§ Work required:
For each record below, retype the text exactly and omit any image.

Start of Block

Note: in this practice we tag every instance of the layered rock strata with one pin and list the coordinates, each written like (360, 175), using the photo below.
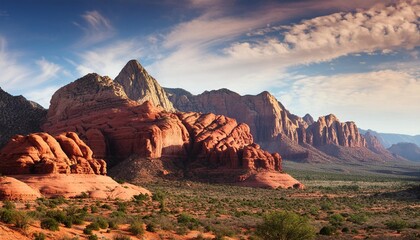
(40, 153)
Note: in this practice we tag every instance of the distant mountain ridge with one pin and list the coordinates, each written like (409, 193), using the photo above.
(18, 116)
(388, 139)
(409, 151)
(276, 129)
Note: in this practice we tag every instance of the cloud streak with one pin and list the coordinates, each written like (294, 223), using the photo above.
(96, 28)
(385, 99)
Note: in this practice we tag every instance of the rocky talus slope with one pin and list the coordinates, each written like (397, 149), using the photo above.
(41, 165)
(116, 128)
(18, 116)
(140, 86)
(276, 129)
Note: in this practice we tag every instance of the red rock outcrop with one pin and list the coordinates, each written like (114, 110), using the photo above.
(329, 130)
(40, 153)
(140, 86)
(116, 127)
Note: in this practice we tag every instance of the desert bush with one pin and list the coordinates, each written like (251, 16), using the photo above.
(284, 225)
(396, 224)
(336, 219)
(50, 224)
(102, 222)
(358, 218)
(7, 215)
(121, 237)
(21, 220)
(9, 205)
(327, 230)
(188, 221)
(93, 237)
(39, 236)
(136, 228)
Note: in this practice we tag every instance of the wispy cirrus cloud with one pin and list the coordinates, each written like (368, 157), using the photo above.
(109, 59)
(200, 58)
(27, 78)
(4, 13)
(96, 28)
(384, 99)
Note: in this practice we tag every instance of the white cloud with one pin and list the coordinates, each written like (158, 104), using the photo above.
(41, 96)
(97, 28)
(197, 63)
(386, 100)
(110, 59)
(27, 78)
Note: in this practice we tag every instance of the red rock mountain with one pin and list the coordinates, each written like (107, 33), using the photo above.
(117, 127)
(18, 116)
(276, 129)
(40, 153)
(140, 86)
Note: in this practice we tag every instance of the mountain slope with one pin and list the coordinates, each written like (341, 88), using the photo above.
(140, 86)
(276, 129)
(388, 139)
(408, 151)
(18, 116)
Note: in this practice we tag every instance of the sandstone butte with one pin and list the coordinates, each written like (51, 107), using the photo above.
(276, 129)
(41, 165)
(117, 127)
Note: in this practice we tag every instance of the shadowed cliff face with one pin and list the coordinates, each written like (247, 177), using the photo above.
(18, 116)
(140, 86)
(40, 153)
(116, 127)
(276, 129)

End of Block

§ Your solution:
Note: in this practice we tag every instance of the layered rock strata with one pin and list the coordinates, each written like (360, 175), using the photo below.
(40, 153)
Note: in this practice we tag every instance of the distant mountain ridge with one pin and list the coordinates, each written like (409, 193), using the photo above.
(18, 116)
(388, 139)
(409, 151)
(276, 129)
Note: in this practice we tag every instance of the cloud streak with one pin and list the coordinates, each written like (294, 223), using the photo above.
(96, 28)
(385, 99)
Note: in this practice we tag every instance of the rocky talus slope with one pin and list the coordinates, each written like (397, 149), using the photo above.
(41, 165)
(116, 128)
(18, 116)
(140, 86)
(276, 129)
Note: in this practice we tag every instance of the red rock outcrop with one pin and list the coordinates, each written like (114, 110), using the photo above.
(329, 130)
(40, 153)
(140, 86)
(116, 127)
Note: in this practice we tag every instance of the desert bush with one pin and list the coordinates, each written like (251, 16), using the photo above.
(284, 225)
(396, 224)
(336, 219)
(50, 224)
(102, 222)
(358, 218)
(7, 215)
(121, 237)
(21, 220)
(9, 205)
(327, 230)
(188, 221)
(93, 237)
(39, 236)
(136, 228)
Note: in this practice we tag every instance of the wispy cirrus cloud with one pin and list the coordinates, each written like (368, 157), using the photo above.
(109, 59)
(200, 58)
(27, 78)
(4, 13)
(96, 28)
(384, 99)
Note: in this practice we tag every instance of the white cloud with one pin and list the coordinates, each written like (158, 104), using the photo above.
(41, 96)
(97, 28)
(197, 63)
(386, 100)
(110, 59)
(27, 78)
Note: in this practice we tag every instance of the red rock mountain with one pin and list the coordinates, each written like (107, 33), using the photo above.
(117, 127)
(18, 116)
(276, 129)
(40, 153)
(140, 86)
Note: in this practice we tag every instance of the mountain slope with one pin and list the coordinates, each written like (341, 88), using the photo above.
(140, 86)
(276, 129)
(388, 139)
(408, 151)
(18, 116)
Note: in this practice we tag every instance of the sandstone butte with one pin and list the coordinates, each written like (51, 107), using the photo above.
(276, 129)
(41, 165)
(117, 127)
Note: in this practice we tag every instance of the shadowed cliff face with one pin and list the coordinates, each written like (247, 177), using the photo above.
(18, 116)
(140, 86)
(40, 153)
(116, 127)
(276, 129)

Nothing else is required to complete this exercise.